* [Action item]
Go through each line of the records below and count those with the word "white". Give only the count.

* [Data extracted from a collection]
<<<<

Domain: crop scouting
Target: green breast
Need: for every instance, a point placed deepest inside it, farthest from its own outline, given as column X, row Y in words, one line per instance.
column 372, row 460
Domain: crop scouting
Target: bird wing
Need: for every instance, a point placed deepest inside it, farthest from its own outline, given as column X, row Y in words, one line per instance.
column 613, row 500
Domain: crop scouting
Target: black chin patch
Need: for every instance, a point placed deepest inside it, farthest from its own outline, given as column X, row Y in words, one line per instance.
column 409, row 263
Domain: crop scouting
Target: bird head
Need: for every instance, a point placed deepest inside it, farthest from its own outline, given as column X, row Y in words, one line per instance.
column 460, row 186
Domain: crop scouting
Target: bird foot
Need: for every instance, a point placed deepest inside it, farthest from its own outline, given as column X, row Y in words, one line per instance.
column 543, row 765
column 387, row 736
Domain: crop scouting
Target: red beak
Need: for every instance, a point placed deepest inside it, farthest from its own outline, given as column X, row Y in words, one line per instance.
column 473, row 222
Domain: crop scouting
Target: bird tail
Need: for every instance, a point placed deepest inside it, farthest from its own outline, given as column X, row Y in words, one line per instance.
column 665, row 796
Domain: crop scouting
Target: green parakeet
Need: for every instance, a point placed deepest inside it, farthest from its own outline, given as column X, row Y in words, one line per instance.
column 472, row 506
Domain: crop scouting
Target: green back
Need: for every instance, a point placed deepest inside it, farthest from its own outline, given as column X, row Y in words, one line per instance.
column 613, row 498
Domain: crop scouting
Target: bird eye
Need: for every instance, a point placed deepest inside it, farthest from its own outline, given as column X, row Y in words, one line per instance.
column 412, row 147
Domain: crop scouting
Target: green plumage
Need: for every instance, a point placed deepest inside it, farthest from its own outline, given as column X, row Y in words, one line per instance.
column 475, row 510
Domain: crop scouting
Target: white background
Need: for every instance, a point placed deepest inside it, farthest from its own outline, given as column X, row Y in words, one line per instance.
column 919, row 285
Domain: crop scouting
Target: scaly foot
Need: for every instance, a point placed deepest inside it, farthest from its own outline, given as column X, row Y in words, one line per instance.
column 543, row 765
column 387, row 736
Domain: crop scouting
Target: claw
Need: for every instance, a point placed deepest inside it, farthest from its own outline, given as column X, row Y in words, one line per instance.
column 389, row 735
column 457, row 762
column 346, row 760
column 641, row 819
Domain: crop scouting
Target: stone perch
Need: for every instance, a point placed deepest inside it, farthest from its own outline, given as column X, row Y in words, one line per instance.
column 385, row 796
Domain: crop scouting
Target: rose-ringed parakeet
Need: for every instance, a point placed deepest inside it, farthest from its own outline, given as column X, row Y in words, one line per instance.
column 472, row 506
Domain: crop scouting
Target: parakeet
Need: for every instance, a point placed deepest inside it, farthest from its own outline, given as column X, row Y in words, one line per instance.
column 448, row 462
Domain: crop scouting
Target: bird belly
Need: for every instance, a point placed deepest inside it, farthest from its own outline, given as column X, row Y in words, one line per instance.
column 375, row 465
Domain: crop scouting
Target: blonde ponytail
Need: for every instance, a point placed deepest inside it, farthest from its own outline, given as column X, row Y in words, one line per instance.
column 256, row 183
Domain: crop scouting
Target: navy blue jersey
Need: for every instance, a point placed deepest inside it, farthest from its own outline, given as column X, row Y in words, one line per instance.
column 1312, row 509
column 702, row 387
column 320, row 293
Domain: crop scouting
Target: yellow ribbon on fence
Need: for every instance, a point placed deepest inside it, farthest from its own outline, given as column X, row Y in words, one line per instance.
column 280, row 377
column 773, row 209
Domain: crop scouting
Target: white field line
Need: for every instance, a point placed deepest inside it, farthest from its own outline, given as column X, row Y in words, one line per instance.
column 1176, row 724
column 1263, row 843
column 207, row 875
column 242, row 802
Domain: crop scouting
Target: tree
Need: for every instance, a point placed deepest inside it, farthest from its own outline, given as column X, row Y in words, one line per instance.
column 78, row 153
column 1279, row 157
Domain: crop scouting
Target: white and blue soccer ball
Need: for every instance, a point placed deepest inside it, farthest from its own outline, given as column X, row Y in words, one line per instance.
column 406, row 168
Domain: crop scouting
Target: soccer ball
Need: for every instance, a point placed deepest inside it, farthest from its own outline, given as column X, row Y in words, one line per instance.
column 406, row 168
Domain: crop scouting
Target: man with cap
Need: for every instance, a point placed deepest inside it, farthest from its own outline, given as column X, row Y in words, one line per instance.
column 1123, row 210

>>>>

* [Solution for this task]
3